## Zu erledigende Aufgaben
1 > Übertragen Sie aus dem Textauszug über Hapag-Lloyd den Satz „Eingeführt wurde diese Regelung in Deutschland Ende der 1990er-Jahre, um die deutsche Schifffahrtsbranche zu stärken.“ ins Englische.
2 > Erläutern Sie anhand des Textauszugs zur Tonnagesteuer, weshalb die Stadt Hamburg eine Dividende von 1,534 Milliarden Euro erhält.
3 > Schreiben Sie den Textauszug über Hapag-Lloyd und die Tonnagesteuer im Anschluss an seine letzte Zwischenüberschrift weiter.

Hapag-Lloyd: Vier Milliarden mehr für Hamburg ohne Tonnagesteuer?

Bei der Tonnagesteuer handelt es nicht um eine Abgabe, sondern um einen Weg zur Gewinnermittlung bei Reedereien: Statt der tatsächlichen Gewinne wird ein pauschal anhand des Ladevolumens der Schiffe einer Reederei berechneter fiktiver Betrag besteuert. Eingeführt wurde diese Regelung in Deutschland Ende der 1990er-Jahre, um die deutsche Schifffahrtsbranche zu stärken.

Inzwischen führt die Tonnagesteuer aber dazu, dass "dem Bund und Hamburg über sechs Milliarden Euro an Steuern, mehr als vier Milliarden alleine der Stadt Hamburg" entgehen, so Die Linke – und das nur bei Hapag-Lloyd. Die immensen Gewinne, die Hapag-Lloyd in den vergangenen Jahren eingefahren hat, bereiten sogar Vorstandschef Rolf Habben Jansen leichtes Unbehagen. Der sprach im November davon, dass man etwas an der Besteuerung ändern müsse, sollte der Gewinn nicht wieder auf ein Normalmaß zurückgehen: "Das wäre fair."

Hapag-Lloyd zahlt 1,5 Milliarden Euro Dividende an Hamburg

Hapag-Lloyd hatte angekündigt, eine Rekorddividende von 63 Euro pro Aktie auszuschütten. Für die Stadt Hamburg, die knapp 14 Prozent der Anteile der Reederei hält, entspricht das einer Gesamtsumme von 1,534 Milliarden Euro.

Noch mehr erhält der größte Einzelaktionär, der in der Schweiz lebende Milliardär Klaus Michael Kühne. Für seine 30 Prozent bekommt er mehr als drei Milliarden Euro Dividende ausgeschüttet. Und selbst Kühne hatte sich im Herbst vorsichtig kritisch zur Tonnagesteuer geäußert: In der derzeitigen Situation wirke es "absurd, dass die Reedereien so viel verdienen und fast keine Steuern zahlen. Aber es kommen auch wieder andere Zeiten".

Linke spricht von "unfassbarer Ungerechtigkeit"

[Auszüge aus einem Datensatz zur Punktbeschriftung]
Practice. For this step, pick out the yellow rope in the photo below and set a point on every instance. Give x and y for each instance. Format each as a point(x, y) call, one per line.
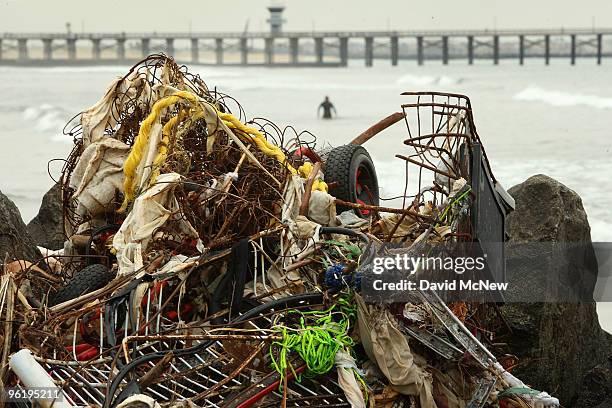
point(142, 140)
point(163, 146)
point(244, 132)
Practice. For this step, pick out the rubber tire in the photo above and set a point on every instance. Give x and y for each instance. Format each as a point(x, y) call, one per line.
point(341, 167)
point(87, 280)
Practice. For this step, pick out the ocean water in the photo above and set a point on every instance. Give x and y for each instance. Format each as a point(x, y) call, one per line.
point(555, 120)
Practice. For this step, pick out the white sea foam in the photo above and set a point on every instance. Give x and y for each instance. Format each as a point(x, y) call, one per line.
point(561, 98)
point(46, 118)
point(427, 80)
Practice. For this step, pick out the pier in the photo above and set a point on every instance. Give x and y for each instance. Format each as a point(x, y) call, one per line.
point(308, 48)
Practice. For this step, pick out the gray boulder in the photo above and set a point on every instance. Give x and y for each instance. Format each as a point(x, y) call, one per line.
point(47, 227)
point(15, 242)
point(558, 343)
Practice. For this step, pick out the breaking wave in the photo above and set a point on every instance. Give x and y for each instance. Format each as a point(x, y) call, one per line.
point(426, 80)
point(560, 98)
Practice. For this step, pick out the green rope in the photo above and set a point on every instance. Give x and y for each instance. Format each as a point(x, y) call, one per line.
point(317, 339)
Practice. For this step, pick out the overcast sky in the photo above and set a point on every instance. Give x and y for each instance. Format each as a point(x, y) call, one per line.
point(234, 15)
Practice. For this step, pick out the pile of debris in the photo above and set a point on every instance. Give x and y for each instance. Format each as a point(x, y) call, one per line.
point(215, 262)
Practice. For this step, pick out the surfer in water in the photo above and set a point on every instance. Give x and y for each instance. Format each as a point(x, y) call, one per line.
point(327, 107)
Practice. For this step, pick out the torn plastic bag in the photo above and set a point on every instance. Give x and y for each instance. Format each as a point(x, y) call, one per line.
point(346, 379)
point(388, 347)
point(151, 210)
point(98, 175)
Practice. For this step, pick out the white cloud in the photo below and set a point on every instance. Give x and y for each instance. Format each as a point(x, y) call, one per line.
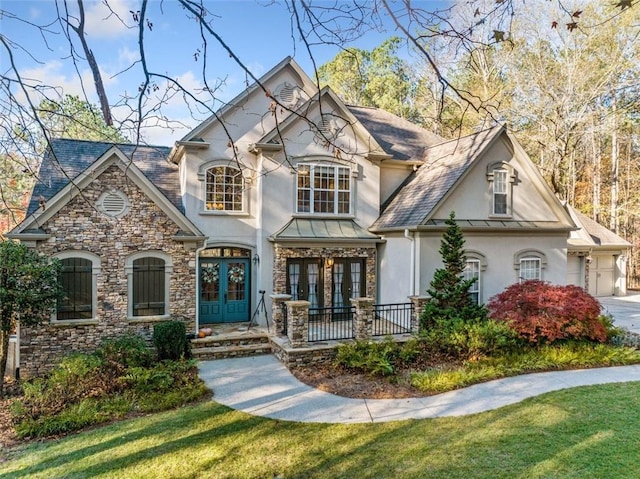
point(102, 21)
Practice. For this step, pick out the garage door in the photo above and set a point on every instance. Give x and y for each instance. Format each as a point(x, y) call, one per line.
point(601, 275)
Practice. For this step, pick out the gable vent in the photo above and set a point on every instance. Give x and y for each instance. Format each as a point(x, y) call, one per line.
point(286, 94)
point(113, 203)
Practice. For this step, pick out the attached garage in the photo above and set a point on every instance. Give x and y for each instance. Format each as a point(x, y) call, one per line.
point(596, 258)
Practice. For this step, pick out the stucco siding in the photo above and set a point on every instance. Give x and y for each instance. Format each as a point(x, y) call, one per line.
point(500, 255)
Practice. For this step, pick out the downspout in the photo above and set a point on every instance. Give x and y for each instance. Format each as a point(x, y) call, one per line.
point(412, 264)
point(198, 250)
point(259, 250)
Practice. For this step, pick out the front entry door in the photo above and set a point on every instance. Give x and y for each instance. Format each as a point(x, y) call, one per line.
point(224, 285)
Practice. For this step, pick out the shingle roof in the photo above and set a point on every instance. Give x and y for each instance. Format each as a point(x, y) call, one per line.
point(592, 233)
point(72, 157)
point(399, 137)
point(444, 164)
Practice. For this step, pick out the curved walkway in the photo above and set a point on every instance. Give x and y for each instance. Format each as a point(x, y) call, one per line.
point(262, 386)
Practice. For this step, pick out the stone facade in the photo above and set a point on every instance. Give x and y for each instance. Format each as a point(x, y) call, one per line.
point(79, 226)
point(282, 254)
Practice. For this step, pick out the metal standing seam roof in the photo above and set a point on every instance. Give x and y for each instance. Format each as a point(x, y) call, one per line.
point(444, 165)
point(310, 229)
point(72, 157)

---

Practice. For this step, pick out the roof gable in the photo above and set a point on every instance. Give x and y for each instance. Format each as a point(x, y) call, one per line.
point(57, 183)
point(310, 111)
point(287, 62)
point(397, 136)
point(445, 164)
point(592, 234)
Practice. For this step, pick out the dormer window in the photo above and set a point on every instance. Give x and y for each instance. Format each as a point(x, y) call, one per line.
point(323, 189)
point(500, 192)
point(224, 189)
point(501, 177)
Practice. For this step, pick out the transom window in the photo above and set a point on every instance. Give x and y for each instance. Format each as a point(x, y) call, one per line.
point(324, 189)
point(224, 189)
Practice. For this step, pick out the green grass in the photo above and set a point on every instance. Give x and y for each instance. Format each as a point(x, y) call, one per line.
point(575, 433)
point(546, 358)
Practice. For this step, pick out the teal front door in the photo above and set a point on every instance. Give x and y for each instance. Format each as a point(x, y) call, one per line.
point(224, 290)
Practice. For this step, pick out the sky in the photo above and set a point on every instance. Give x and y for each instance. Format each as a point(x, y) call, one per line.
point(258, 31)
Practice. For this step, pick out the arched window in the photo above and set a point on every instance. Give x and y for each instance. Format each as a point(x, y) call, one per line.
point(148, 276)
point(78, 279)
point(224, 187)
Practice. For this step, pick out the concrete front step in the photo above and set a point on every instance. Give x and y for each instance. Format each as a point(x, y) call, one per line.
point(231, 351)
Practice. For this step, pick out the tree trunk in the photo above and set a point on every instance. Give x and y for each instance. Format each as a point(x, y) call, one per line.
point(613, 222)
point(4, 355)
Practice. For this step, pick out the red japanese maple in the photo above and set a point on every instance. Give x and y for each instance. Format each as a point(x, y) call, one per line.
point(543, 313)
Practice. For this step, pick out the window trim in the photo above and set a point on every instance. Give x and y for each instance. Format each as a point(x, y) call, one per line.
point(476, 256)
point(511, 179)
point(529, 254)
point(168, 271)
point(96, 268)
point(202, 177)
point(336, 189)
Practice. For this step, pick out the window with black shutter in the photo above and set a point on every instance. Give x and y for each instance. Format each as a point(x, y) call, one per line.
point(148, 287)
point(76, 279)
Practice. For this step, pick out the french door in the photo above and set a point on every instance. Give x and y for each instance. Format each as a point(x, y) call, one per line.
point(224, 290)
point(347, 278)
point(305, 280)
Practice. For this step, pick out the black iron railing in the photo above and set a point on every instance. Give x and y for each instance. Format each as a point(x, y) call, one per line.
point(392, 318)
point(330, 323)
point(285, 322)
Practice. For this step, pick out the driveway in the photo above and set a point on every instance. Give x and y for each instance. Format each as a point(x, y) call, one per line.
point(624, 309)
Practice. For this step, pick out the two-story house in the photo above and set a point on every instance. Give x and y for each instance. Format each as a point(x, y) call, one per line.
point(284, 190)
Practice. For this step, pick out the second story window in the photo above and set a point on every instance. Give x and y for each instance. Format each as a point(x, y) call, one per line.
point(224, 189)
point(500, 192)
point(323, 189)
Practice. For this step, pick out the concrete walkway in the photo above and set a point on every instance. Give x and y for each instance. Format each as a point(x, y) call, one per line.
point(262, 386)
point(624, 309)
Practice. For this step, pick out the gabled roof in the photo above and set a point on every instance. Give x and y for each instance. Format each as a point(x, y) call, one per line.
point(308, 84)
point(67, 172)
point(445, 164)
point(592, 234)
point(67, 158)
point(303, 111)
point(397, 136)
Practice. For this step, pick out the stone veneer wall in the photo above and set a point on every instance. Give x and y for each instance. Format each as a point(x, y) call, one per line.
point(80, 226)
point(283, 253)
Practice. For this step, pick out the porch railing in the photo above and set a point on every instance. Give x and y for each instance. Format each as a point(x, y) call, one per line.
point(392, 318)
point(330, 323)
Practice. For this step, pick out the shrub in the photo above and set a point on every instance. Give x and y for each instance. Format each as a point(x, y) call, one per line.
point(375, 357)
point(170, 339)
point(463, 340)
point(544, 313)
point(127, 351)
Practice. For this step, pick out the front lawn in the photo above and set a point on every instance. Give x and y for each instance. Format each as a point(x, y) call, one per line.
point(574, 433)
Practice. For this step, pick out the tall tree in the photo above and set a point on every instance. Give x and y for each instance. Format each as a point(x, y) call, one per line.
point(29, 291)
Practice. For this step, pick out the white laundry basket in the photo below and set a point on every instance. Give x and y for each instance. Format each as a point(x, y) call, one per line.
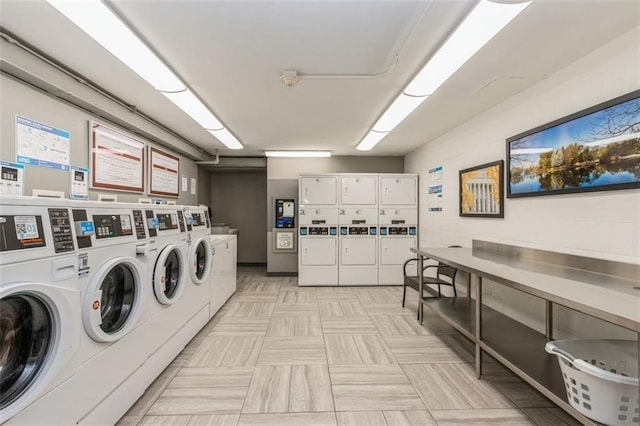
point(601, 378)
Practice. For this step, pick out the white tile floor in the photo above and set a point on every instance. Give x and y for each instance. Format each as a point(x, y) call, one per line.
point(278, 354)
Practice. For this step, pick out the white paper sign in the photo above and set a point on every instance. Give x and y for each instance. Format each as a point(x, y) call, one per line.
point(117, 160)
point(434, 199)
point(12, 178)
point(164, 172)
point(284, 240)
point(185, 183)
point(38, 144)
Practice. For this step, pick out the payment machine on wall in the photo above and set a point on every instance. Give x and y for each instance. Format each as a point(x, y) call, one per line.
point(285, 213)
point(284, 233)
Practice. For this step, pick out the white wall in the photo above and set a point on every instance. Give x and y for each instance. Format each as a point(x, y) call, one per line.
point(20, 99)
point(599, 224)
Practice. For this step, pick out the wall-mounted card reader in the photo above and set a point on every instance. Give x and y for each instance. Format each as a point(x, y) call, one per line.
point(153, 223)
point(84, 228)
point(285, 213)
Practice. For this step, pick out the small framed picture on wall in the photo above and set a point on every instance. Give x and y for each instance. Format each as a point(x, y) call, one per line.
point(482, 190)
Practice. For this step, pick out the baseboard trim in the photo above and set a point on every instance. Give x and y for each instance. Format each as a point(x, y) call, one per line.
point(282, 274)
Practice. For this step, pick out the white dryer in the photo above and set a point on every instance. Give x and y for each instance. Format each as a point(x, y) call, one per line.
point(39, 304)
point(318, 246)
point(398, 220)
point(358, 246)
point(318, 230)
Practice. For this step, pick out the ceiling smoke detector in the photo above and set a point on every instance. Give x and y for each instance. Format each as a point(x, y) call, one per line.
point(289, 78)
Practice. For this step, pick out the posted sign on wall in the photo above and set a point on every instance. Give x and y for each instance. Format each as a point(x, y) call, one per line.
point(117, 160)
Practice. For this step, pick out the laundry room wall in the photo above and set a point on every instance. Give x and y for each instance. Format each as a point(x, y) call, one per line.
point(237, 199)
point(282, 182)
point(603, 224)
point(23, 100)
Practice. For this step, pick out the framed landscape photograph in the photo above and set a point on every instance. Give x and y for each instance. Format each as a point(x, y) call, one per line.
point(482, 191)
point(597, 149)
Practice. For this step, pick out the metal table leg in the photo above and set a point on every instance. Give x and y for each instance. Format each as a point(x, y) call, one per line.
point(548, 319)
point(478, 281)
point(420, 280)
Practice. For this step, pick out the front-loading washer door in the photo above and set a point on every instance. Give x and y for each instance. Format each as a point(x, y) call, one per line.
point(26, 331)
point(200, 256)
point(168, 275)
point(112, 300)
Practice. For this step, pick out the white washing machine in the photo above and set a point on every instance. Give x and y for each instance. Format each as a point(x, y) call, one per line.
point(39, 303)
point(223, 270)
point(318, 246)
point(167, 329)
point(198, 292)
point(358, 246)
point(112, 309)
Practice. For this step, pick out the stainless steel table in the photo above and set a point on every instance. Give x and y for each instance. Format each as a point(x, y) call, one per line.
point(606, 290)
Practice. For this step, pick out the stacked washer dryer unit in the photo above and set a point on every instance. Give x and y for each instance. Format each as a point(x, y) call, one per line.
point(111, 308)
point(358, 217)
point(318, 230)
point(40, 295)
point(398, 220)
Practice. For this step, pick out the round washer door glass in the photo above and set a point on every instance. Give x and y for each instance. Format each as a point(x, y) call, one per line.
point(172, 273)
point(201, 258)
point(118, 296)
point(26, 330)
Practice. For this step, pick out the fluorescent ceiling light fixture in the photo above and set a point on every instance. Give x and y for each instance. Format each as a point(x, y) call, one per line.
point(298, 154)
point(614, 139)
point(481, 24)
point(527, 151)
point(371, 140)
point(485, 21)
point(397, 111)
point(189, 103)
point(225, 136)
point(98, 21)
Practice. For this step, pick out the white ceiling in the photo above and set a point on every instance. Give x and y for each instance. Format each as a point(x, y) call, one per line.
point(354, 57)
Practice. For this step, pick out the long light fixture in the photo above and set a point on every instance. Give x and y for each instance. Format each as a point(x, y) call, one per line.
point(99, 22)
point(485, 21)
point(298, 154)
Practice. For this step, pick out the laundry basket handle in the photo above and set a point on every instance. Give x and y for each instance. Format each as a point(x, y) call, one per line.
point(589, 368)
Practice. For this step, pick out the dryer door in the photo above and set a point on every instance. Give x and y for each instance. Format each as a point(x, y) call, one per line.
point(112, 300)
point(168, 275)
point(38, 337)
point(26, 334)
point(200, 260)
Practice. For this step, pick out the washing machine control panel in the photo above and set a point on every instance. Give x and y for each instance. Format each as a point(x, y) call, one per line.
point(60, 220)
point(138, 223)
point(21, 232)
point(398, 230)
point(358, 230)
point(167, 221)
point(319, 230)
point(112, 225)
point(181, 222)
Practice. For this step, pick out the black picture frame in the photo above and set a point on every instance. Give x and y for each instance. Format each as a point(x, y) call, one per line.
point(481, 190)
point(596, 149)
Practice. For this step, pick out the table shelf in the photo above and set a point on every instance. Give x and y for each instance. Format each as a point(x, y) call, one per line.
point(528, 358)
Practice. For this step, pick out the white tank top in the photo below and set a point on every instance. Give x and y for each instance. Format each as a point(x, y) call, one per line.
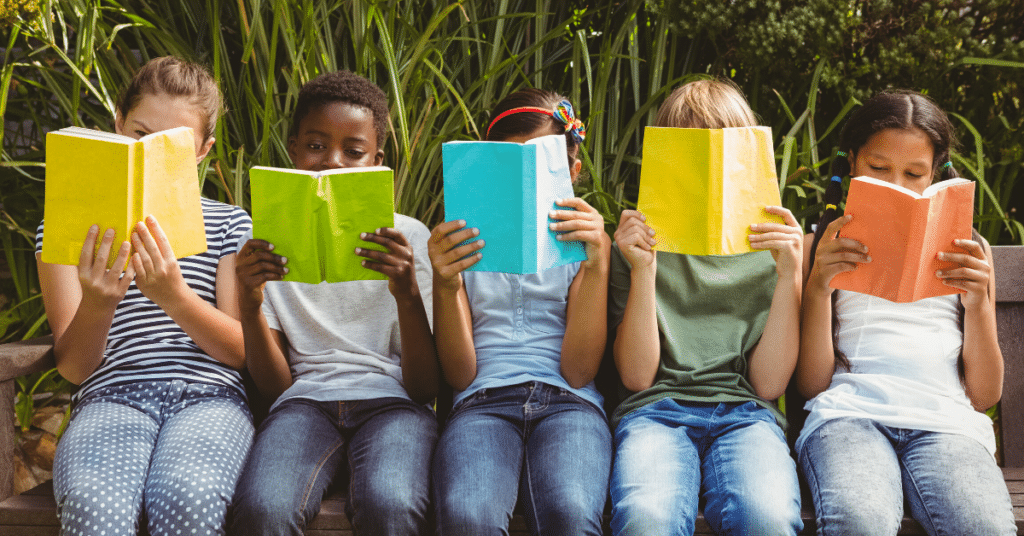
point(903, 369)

==

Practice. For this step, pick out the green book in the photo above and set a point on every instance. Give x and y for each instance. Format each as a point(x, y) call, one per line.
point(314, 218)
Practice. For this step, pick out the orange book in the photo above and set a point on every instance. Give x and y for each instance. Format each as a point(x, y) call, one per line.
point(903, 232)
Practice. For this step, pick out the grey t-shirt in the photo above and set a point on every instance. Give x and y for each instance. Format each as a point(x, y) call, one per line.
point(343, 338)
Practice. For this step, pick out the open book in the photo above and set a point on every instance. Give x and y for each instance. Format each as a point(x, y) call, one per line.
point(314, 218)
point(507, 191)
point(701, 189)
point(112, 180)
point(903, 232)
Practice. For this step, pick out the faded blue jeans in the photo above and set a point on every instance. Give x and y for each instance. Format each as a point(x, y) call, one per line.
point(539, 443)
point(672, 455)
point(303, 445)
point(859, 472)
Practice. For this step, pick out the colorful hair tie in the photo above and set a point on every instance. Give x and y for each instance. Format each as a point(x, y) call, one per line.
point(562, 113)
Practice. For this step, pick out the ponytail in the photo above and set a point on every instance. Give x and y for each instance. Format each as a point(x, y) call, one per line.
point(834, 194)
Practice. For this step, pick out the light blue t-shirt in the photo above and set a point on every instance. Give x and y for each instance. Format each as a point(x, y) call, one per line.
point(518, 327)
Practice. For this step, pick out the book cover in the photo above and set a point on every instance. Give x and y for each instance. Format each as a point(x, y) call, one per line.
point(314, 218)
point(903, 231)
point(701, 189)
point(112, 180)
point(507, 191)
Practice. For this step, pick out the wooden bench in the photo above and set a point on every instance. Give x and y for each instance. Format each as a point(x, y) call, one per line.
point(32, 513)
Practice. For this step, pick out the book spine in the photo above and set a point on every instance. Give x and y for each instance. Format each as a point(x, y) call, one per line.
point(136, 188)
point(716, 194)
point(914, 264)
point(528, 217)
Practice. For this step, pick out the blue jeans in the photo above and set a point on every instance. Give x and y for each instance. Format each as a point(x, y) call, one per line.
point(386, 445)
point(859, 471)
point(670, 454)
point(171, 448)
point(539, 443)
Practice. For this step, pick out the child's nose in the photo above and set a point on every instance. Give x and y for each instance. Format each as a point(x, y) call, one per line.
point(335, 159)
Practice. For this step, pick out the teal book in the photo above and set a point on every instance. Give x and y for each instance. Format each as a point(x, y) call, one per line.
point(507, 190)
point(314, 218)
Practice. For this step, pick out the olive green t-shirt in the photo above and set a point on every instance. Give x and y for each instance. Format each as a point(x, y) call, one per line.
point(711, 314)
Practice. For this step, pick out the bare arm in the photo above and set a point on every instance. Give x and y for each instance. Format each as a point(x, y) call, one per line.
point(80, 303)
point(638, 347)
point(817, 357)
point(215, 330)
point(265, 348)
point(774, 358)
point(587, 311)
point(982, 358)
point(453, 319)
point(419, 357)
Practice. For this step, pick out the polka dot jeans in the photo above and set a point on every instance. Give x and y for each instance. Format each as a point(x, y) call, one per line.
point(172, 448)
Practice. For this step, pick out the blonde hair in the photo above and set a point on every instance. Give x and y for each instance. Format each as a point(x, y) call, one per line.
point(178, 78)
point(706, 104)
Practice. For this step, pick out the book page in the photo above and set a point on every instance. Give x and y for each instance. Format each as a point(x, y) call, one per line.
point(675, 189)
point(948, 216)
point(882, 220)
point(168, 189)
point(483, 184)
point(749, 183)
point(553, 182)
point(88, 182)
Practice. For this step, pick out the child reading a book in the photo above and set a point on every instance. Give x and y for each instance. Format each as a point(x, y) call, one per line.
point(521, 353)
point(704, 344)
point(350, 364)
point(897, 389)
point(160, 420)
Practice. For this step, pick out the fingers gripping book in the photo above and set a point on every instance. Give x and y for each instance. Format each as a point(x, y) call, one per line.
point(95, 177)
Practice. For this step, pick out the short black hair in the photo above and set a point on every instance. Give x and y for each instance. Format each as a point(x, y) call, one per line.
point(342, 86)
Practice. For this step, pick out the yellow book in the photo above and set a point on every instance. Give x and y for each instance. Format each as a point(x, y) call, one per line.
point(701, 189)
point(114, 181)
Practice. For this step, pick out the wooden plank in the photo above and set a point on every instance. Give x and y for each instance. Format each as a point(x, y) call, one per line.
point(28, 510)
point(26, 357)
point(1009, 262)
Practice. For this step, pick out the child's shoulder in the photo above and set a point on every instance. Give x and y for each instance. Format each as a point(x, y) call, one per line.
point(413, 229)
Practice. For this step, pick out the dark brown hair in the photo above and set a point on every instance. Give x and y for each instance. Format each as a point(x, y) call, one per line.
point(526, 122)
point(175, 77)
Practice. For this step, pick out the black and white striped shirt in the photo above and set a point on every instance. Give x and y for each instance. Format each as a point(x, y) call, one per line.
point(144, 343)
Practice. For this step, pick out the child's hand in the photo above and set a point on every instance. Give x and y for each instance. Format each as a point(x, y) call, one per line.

## Gegebene Antworten
1 > This rule was introduced in Germany at the end of the 1990s to strengthen the German shipping industry.

2 > Hapag-Lloyd schüttet eine Rekorddividende von 63 Euro pro Aktie aus. Da Hamburg knapp 14 Prozent der Anteile der Reederei hält, ergibt das für die Stadt eine Gesamtsumme von 1,534 Milliarden Euro.

3 >
David Stoop spricht in diesem Zusammenhang von einer "unfassbaren Ungerechtigkeit", mit der "die öffentliche Hand arm gehalten" würde. Die Linke hatte bereits im vergangen September einen Antrag zur Abschaffung der Tonnagesteuer in der Bürgerschaft gestellt. Der Antrag wurde – genau wie ein konkurrierender Antrag zur Umgestaltung der Tonnagesteuer auf EU-Ebene der CDU – mit den Stimmen von SPD und Grünen abgelehnt.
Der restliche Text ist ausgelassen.